Restate verbatim the span of lines below between the line with "Target: chocolate brownie with" and the line with "Target: chocolate brownie slice.", including those two lines, and only that span.

• [Data extract]:
Start of Block
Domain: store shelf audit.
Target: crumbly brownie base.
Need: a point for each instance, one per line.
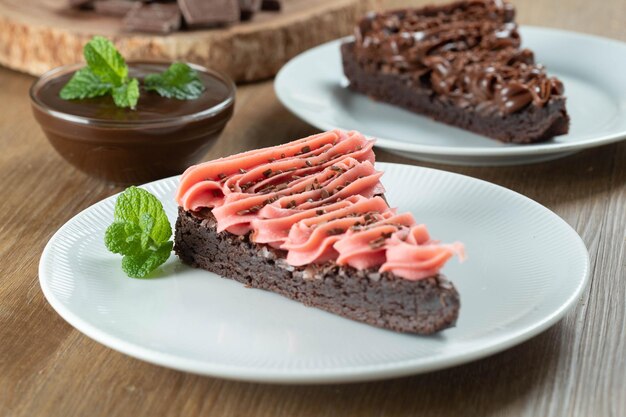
(383, 300)
(533, 124)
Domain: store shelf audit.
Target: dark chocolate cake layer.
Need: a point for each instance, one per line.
(534, 124)
(424, 306)
(460, 64)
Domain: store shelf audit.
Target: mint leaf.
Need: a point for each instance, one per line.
(142, 264)
(123, 238)
(105, 61)
(84, 84)
(127, 95)
(140, 232)
(133, 203)
(179, 81)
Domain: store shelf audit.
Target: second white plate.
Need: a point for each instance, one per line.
(526, 268)
(592, 68)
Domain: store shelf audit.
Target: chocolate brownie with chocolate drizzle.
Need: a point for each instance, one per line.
(460, 64)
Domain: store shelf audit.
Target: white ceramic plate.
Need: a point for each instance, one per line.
(313, 86)
(526, 268)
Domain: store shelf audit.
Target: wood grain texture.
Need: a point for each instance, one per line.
(37, 35)
(576, 368)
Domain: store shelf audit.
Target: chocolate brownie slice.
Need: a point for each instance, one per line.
(460, 64)
(423, 306)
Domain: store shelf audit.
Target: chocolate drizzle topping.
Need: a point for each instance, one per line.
(467, 52)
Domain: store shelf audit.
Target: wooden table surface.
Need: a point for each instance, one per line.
(576, 368)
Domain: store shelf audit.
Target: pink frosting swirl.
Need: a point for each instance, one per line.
(318, 199)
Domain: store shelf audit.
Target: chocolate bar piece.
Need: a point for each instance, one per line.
(113, 7)
(271, 5)
(209, 13)
(155, 18)
(81, 4)
(249, 8)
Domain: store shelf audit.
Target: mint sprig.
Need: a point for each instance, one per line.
(105, 61)
(106, 73)
(179, 81)
(85, 84)
(140, 232)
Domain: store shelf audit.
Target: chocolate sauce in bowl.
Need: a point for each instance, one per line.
(160, 138)
(151, 106)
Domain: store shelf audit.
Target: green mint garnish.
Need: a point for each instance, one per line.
(84, 84)
(179, 81)
(140, 231)
(105, 61)
(107, 73)
(127, 95)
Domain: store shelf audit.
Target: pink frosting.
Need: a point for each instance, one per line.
(317, 199)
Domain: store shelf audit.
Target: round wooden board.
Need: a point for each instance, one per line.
(37, 35)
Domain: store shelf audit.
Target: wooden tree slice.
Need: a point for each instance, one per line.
(37, 35)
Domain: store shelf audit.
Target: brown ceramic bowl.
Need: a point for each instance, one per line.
(162, 137)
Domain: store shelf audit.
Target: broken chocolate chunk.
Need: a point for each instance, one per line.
(155, 18)
(113, 7)
(271, 5)
(209, 13)
(81, 4)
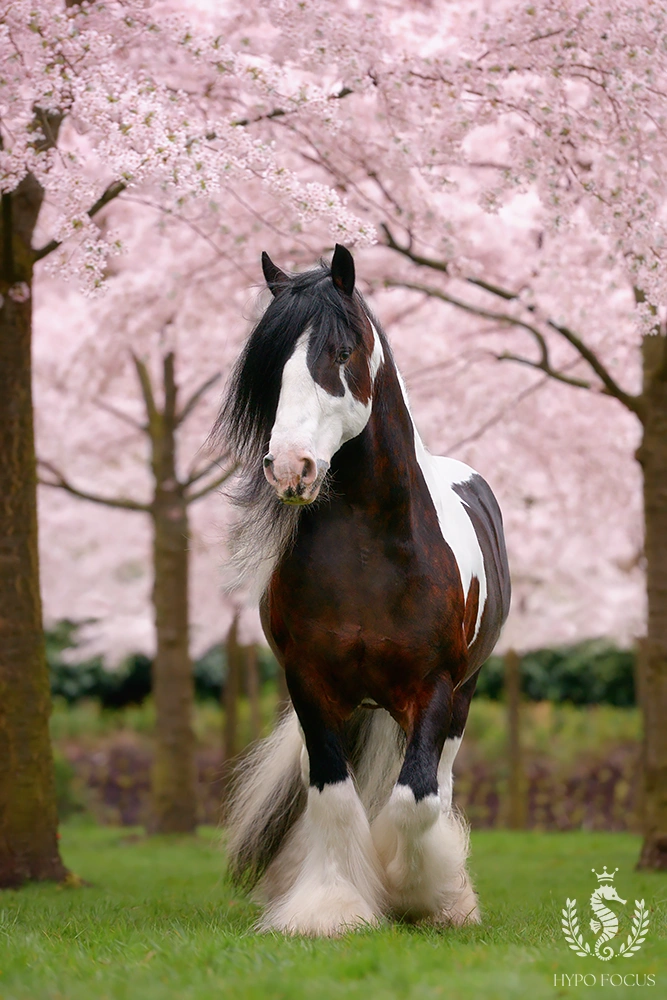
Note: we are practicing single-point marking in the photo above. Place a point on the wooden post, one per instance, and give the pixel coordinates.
(231, 693)
(516, 798)
(253, 690)
(283, 693)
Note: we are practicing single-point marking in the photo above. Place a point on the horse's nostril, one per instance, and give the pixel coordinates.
(309, 472)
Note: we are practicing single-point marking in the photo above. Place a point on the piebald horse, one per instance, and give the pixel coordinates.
(383, 584)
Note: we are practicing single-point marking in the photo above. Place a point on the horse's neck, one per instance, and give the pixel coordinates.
(380, 466)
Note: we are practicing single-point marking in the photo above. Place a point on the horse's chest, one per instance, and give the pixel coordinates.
(368, 600)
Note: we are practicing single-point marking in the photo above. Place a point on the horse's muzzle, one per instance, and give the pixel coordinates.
(295, 478)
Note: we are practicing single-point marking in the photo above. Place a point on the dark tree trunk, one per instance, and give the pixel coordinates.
(231, 695)
(253, 690)
(28, 816)
(516, 798)
(174, 771)
(653, 654)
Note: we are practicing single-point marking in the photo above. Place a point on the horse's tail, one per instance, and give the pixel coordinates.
(268, 795)
(269, 792)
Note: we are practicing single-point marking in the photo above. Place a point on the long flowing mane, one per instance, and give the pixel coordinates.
(306, 302)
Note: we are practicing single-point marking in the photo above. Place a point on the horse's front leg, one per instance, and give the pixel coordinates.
(422, 843)
(327, 878)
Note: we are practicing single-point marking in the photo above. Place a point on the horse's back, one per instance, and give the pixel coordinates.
(472, 525)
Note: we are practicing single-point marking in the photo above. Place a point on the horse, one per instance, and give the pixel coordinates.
(382, 580)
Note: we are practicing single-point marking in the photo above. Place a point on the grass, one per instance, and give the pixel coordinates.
(161, 922)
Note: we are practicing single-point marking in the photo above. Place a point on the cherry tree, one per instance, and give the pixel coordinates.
(513, 159)
(96, 100)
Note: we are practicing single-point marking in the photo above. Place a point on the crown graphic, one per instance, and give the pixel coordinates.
(605, 876)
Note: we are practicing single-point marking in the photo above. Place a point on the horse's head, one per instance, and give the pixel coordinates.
(326, 385)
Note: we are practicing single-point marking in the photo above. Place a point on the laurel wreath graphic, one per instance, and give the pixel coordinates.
(573, 935)
(638, 933)
(575, 939)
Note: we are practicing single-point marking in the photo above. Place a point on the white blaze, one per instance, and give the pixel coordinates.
(310, 419)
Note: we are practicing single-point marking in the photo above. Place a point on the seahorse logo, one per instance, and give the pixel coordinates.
(605, 922)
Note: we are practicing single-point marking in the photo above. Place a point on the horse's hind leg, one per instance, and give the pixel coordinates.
(463, 908)
(327, 878)
(422, 844)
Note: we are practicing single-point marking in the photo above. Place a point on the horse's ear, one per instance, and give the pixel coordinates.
(342, 269)
(274, 276)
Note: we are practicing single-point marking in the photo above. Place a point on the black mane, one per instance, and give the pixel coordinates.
(308, 300)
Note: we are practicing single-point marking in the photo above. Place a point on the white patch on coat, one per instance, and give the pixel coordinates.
(441, 474)
(423, 851)
(445, 774)
(327, 878)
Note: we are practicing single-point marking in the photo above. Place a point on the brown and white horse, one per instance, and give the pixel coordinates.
(383, 584)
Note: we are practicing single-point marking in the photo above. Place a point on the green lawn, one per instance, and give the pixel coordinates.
(160, 922)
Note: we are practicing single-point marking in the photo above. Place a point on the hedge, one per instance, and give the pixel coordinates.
(588, 673)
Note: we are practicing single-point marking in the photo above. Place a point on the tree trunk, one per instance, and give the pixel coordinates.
(174, 785)
(253, 690)
(28, 816)
(653, 664)
(516, 799)
(231, 695)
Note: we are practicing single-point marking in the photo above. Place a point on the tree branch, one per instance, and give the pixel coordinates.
(281, 112)
(213, 485)
(544, 366)
(125, 417)
(111, 192)
(610, 386)
(194, 477)
(60, 482)
(196, 398)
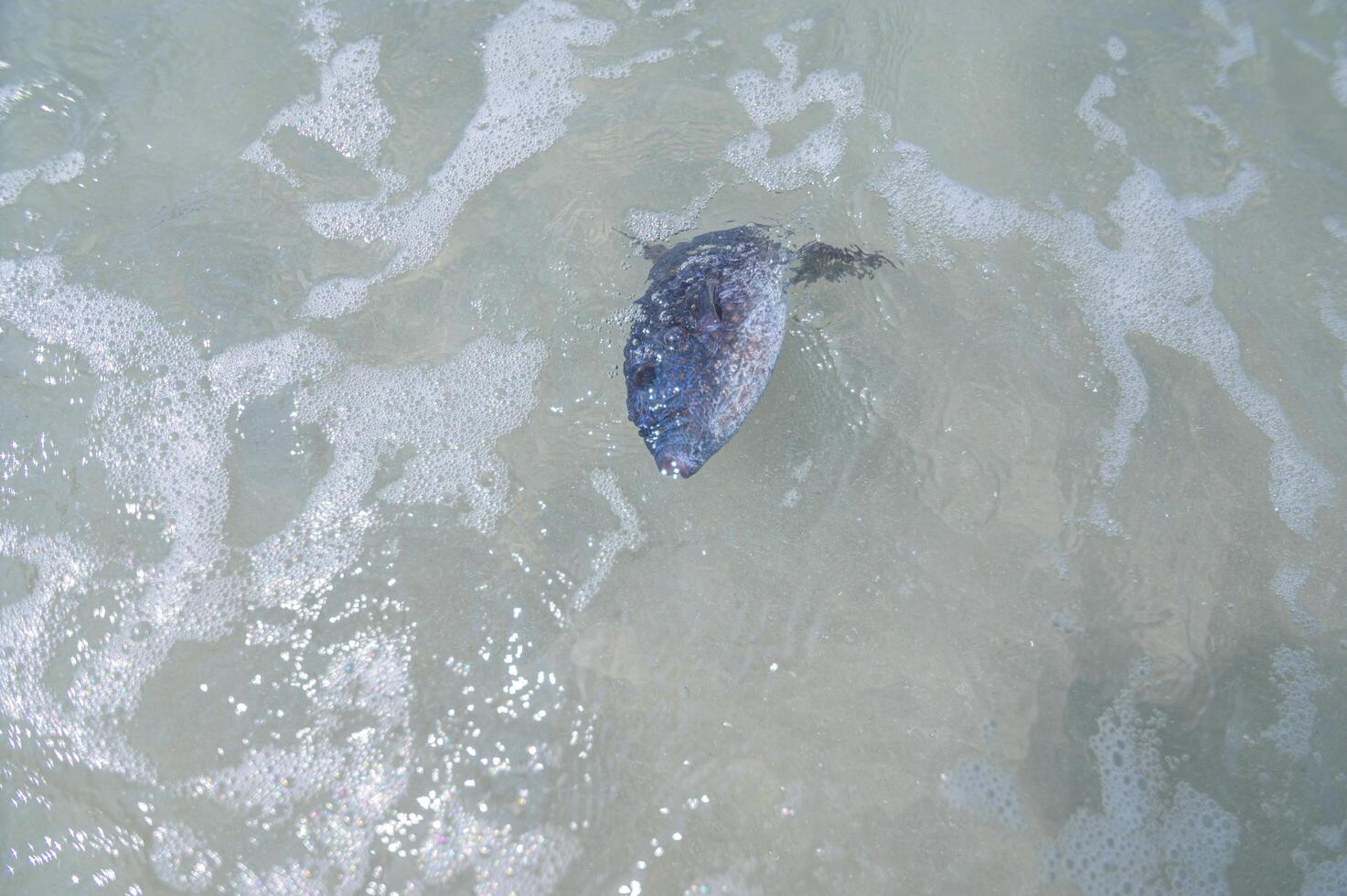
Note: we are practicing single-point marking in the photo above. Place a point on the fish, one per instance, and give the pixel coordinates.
(708, 333)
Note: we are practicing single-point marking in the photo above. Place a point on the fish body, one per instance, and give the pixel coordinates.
(706, 337)
(709, 330)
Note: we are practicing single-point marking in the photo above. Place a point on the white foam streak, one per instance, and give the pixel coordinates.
(775, 100)
(59, 168)
(654, 227)
(529, 65)
(1158, 283)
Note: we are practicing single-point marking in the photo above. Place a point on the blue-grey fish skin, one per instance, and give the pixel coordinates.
(706, 337)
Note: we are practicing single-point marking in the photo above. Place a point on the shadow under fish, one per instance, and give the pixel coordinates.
(709, 330)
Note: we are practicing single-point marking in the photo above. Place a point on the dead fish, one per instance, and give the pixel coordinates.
(709, 330)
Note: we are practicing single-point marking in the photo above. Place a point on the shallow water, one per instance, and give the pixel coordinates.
(332, 563)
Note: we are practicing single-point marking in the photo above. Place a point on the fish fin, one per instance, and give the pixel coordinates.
(709, 312)
(822, 261)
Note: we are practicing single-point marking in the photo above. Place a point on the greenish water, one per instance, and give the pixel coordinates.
(330, 563)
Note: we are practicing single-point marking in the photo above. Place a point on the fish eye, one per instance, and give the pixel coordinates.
(643, 376)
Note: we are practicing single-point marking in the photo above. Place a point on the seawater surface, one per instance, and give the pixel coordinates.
(330, 563)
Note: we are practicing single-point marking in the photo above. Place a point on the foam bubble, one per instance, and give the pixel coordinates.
(775, 100)
(679, 8)
(1326, 879)
(1336, 325)
(654, 227)
(626, 537)
(347, 115)
(1298, 679)
(1149, 829)
(1105, 128)
(1158, 283)
(59, 168)
(1209, 116)
(1287, 585)
(1244, 46)
(624, 69)
(984, 788)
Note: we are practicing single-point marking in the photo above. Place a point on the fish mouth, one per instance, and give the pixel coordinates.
(677, 464)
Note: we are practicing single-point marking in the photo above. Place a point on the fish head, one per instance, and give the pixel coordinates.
(669, 391)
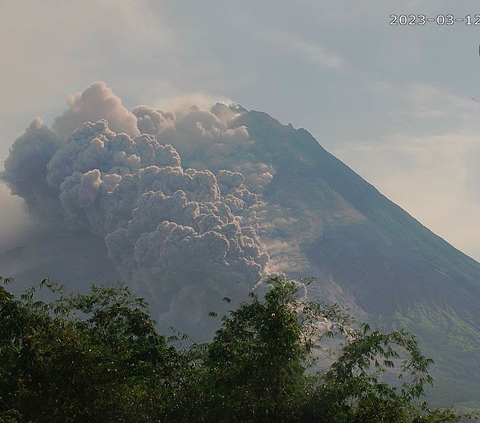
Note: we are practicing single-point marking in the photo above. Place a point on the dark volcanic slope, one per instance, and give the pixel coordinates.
(398, 271)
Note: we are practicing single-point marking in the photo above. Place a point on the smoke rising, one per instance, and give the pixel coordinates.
(174, 195)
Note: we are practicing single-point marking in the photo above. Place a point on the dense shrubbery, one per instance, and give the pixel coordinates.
(98, 358)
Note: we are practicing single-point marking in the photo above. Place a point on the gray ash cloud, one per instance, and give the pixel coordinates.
(173, 195)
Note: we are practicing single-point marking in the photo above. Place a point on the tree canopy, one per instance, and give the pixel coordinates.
(98, 357)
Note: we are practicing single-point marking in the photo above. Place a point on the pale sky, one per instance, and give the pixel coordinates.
(398, 104)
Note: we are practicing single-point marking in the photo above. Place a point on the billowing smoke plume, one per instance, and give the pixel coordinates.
(187, 235)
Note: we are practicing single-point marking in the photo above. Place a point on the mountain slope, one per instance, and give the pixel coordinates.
(398, 272)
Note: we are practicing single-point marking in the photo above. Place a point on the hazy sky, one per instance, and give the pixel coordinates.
(398, 104)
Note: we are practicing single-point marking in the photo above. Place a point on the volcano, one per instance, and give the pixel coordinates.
(192, 205)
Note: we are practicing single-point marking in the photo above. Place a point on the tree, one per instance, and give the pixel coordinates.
(98, 358)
End of Block
• [Written response]:
Target: chocolate brownie with chocolate drizzle.
Need: a point for each instance, one per line.
(460, 64)
Domain: store shelf audit.
Target: white ceramic plate.
Need: a point for each instance, one per line.
(313, 86)
(526, 268)
Domain: store shelf audit.
Target: wood grain texture.
Need: a point for each instance, one per line.
(37, 35)
(576, 368)
Domain: store shelf audit.
Target: chocolate brownie slice.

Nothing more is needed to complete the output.